**Task requirements**:
Write what comes next in the passage on video explanations for activity queries, starting after its final sentence.
* begin Supplied passage *
More interesting, however, are the explanations generated when the system answers No. In such a scenario, the system returns all video segments that have partial matches. For example, for the question “Does the person take out a knife from the drawer” (take out, knife, drawer), in the absence of a complete match, the system will first try to search for partial matches where at least two of the three components match. For example, if there are segments where the person takes out a peeler from the drawer (take out, peeler, drawer) or takes out a knife from the cupboard (take out, knife, cupboard), these segments will be returned as explanations for the No answer. The rationale is that while the system found activities similar to the activity being queried, it did not find the exact activity being searched for and therefore answered No. If no such partial matches exist, the system then tries to match at least one component such as, say, (wash, knife, sink) or (take out, carrot, fridge). If there are no single component matches either, then the system displays that no segments are found.

Note that video explanations can also be generated using video moment retrieval (VMR) methods [26, 27, 31, 37, 59, 61, 67, 79, 119]. At a high level, the goal of VMR is to take a video and a natural language sentence describing an activity as input and output a segment in the video that is relevant to the activity. However, as mentioned earlier a drawback of using these methods is that the output of the model that generates explanation may not align with the answer to the query. A second issue is that these discriminative VMR models do not have the representation and reasoning power to generate other types of explanations.

(2)

Ranked (action, object, location) Triples: The particles/samples output by Algorithm 3 can also be used to generate ranked explanations for any given frame. In particular, if we want to compute the top-s most likely activities at time slice t, then we can select s particles having the highest likelihood at time slice t and display them to the user in descending order of likelihood scores; this is equivalent to performing s-MAP inference on the filtering posterior distribution. We can approximate this by sampling directly from \(P(\mathbf {y}^t|\mathbf {x}^{1:t})\). Since video segments are returned as explanations to the system’s answers and each video segment is associated with a single activity triple, we take the average of all the particles over a segment and return the top-s particles having the highest average likelihood as ranked triples.
* end Supplied passage *
* begin Dataset content *
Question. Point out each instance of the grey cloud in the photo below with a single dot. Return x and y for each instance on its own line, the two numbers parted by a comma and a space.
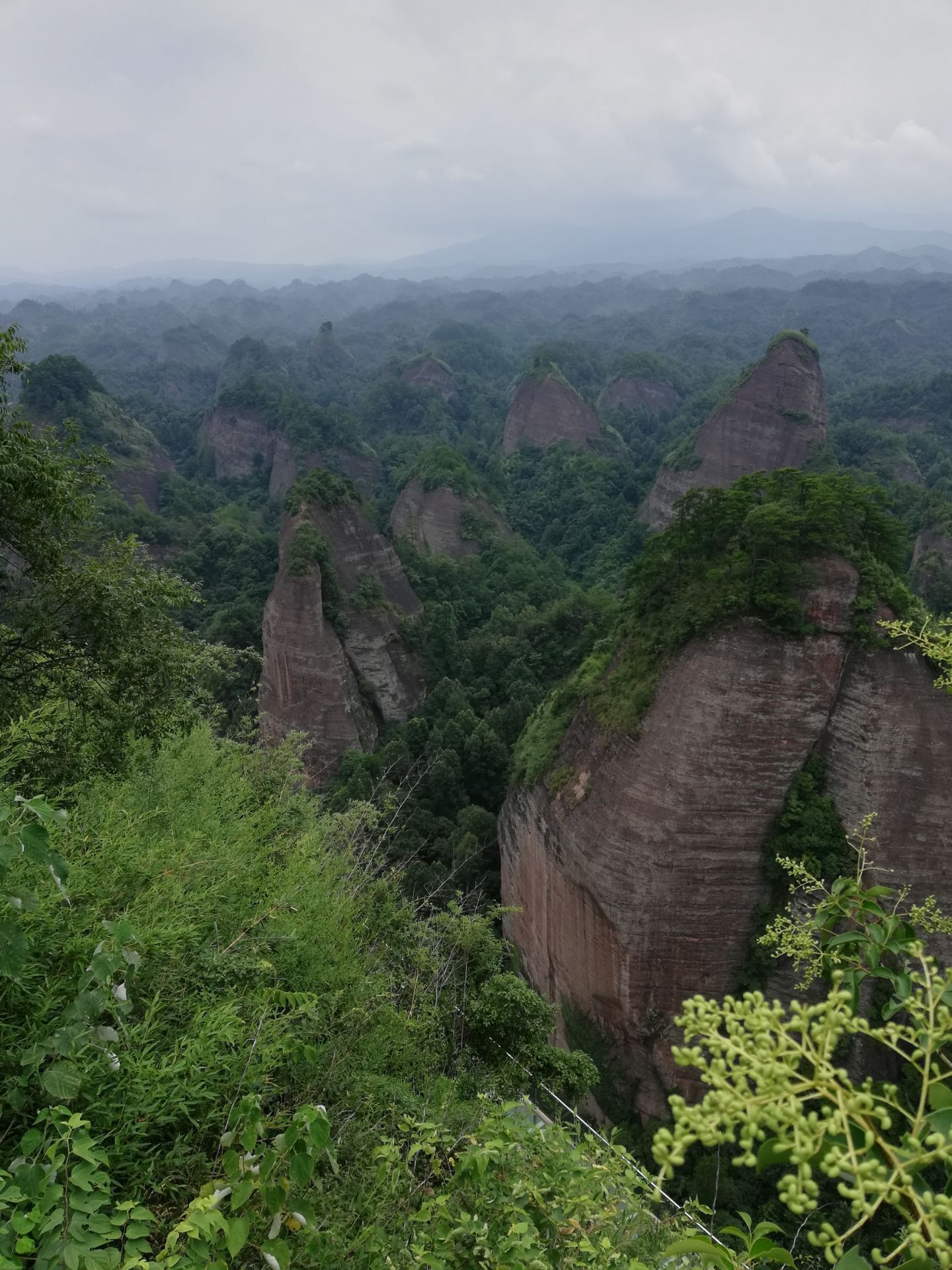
* end Dataset content *
**Response below**:
(3)

Most Probable Entities: Once again, these kinds of explanations can also be generated by Algorithm 3 using an approach similar to the one used for ranked triples. The only difference is that instead of generating s-MAP tuples, we wish to compute the marginal distribution \(P(y_i^t|\mathbf {x}^{1:t})\) for each true label \(y_i^t \in \mathbf {y}^t\) that will tell us how confident the system is about a particular label at a given time slice. Since the last step of particle filtering involves generating K instantiated cutset networks, we can simply perform exact inference on these networks (which can be done tractably and in fact, linearly) to compute the posterior marginals and then average out over all the K networks.

4.3 User Interface

Our prototype system uses an interactive visual interface that allows users to load videos, ask queries, and review the model output along with explanations. The goal of the interface design was to limit the amount of model information presented to the users in order to avoid overwhelming them with information. For this reason, the system uses simple visual representations in the form of graphical annotations, textual component lists, and simple bar charts. Figure 5 shows the interface.

The interface allows the users to select a video and a relevant query based on that video. These would serve as inputs for the model. The interface would then provide two types of output: (1) the model’s answer to that query and (2) the explanations for why the answer is provided. For this purpose, the interface includes a video player with the selected video that would allow the users to go over the video if they wanted to review and analyze the system’s answer to the query or try to come up with their own answer for that query. The queries used in this system are in the form of yes/no questions, and hence, the answers are either yes or no.

The system also provides information to justify its answer to the selected query. For this purpose, it would first highlight the most relevant segments (a sequence of relevant and consecutive frames) in the video through visual annotations added under the video progress bar. These annotations are in the form of square-shaped blue buttons, as seen under the video in Figure 3. These annotated segments are buttons, and when clicked, the video jumps to the start of that segment, and new information is loaded that explains why this segment is relevant to the query answer. By default, the first identified segment is selected.

Each segment includes detailed explanations as to why it is related to the system answer. We display this information on the right-side of the interface, as seen in Figure 3. On the top right, the summary of detected video components (action, objects, and locations) for the given query is shown, which represents the highest-ranking combinations of components the model detected in this segment. On the bottom right, the interface shows the component scores that summarize the marginal probabilities of single components in the selected segment. To help users to quickly judge component scores, graphical bars are shown underneath detected components to visually represent the values of the component scores. Users can select different video segments to view the corresponding component scores and combinations from different portions of the video.

5 MODEL EVALUATION

The model for the activity recognition system was trained on two datasets—the Textually Annotated Cooking Scenes (TACoS) dataset [93] and the Wetlab [72] dataset.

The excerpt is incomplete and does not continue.